> [Set exercise]
Write out all entries word for word.

> [Task inputs]
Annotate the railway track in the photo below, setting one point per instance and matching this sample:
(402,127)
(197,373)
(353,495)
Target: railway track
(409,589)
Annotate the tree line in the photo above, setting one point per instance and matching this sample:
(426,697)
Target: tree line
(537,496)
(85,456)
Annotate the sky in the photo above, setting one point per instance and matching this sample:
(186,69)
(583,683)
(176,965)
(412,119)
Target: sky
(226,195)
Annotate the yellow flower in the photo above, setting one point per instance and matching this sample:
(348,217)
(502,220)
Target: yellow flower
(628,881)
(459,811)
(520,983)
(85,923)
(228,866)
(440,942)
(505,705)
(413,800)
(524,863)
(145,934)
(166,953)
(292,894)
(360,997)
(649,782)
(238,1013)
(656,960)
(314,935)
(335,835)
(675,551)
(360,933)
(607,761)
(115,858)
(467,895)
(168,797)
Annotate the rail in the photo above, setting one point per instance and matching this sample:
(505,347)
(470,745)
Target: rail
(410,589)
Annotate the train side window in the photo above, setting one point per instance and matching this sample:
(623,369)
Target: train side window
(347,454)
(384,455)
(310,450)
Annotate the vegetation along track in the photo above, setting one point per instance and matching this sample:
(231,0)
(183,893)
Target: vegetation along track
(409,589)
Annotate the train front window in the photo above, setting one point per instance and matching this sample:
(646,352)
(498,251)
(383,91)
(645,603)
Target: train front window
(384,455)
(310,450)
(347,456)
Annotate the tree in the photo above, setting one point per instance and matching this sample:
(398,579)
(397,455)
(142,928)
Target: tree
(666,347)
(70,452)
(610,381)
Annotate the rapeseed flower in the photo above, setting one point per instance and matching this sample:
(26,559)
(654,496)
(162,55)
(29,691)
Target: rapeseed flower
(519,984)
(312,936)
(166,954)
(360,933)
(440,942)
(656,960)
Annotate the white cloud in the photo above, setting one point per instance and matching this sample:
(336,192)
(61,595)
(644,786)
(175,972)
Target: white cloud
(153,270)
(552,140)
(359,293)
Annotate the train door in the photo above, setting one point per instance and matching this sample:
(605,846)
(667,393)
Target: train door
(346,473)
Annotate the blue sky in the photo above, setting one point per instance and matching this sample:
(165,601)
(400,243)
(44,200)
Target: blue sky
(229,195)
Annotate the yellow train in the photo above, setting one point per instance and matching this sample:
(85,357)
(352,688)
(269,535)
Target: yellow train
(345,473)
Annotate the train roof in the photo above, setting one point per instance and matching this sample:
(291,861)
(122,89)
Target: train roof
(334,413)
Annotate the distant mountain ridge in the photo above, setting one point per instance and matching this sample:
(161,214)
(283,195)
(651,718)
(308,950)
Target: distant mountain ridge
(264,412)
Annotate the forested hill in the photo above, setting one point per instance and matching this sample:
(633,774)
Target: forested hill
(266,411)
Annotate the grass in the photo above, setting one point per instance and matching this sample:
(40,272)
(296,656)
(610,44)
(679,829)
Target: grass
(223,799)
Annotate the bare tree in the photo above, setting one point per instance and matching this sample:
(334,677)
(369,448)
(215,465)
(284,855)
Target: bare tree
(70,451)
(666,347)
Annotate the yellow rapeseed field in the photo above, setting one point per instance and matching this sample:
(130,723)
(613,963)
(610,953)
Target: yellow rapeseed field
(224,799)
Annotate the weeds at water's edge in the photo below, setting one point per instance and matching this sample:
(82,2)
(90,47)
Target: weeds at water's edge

> [Answer to this problem]
Annotate the railway track in the photo below, setting one point per instance and matching this sample:
(402,127)
(197,373)
(353,495)
Target: railway track
(409,589)
Annotate the tree line in the photo above, setting one point per instance and matching this sample:
(426,697)
Target: tree line
(537,496)
(85,456)
Annotate the sky in the photo above, setting one point per instance and matching this sample:
(186,69)
(583,683)
(176,965)
(412,119)
Target: sky
(226,195)
Annotate the yellow flower in the photo above, setting one point per instance and matching this sample:
(348,217)
(502,220)
Target: yellow flower
(628,881)
(459,811)
(520,983)
(85,923)
(228,866)
(440,942)
(505,705)
(413,800)
(524,863)
(145,934)
(166,953)
(292,894)
(360,997)
(649,782)
(238,1013)
(656,960)
(314,935)
(335,835)
(675,551)
(360,933)
(607,761)
(115,858)
(467,895)
(168,797)
Annotate the rail in the photo above, setting one point per instance and matching this sample:
(505,347)
(470,745)
Target: rail
(410,589)
Annotate the train side window in the photo above, setting one point per instance and matching this sample:
(623,369)
Target: train side window
(347,454)
(384,455)
(310,450)
Annotate the vegetation along track in the photo above, setting one point per instance and matching this sample:
(231,0)
(183,893)
Target: vegetation along track
(409,589)
Annotate the train front window in the photo above, setting one point per instance and matching this sample:
(646,352)
(498,251)
(383,91)
(645,603)
Target: train front window
(384,455)
(310,450)
(347,456)
Annotate the tree in the photo above, setting one point per instance and matching this sample:
(398,579)
(397,455)
(142,928)
Target: tree
(666,347)
(70,452)
(610,381)
Annotate the rapeseed flower in the photo above, setting one point per instance and matching this sample:
(26,559)
(654,496)
(162,55)
(29,691)
Target: rapeseed flower
(519,984)
(312,936)
(166,954)
(360,933)
(440,942)
(656,960)
Annotate the white cloud in the photo above, setting one point per instance and matching this sample:
(336,192)
(61,595)
(644,786)
(175,972)
Target: white cloud
(153,270)
(552,140)
(359,293)
Annotate the train door in the photo above, setting one point per instance and matching this sample:
(605,846)
(667,393)
Target: train door
(346,473)
Annotate the blue sky in the photo above, setting one point per instance and matching this sample:
(165,601)
(400,243)
(44,200)
Target: blue sky
(229,195)
Annotate the yellow train in the photo above, setting one point per instance and matching this sample:
(85,357)
(352,688)
(269,535)
Target: yellow train
(345,473)
Annotate the train roof in the photo above, setting one point per instance and matching this sample:
(291,861)
(122,89)
Target: train roof
(334,413)
Annotate the distant mountain ridge in the photo above, setting one point per instance and matching this sample:
(161,214)
(283,195)
(651,718)
(308,950)
Target: distant mountain ridge
(264,412)
Annotate the forested hill in the photo above, setting one point per instance and matching this sample:
(633,774)
Target: forested hill
(266,411)
Annotate the grass in the photo above, setting one point per instance and matching this sample:
(40,272)
(296,656)
(610,44)
(679,829)
Target: grass
(223,799)
Annotate the bare tree in the photo above, setting one point per instance and matching this sample:
(334,677)
(369,448)
(215,465)
(284,855)
Target: bare tree
(70,451)
(666,347)
Annotate the yellow rapeseed field in the photo above, setting one point per instance and matching this sample:
(130,723)
(613,963)
(610,953)
Target: yellow rapeseed field
(224,799)
Annotate the weeds at water's edge in the photo below, setting one point per instance and matching this sample:
(82,2)
(90,47)
Target: weeds at water's edge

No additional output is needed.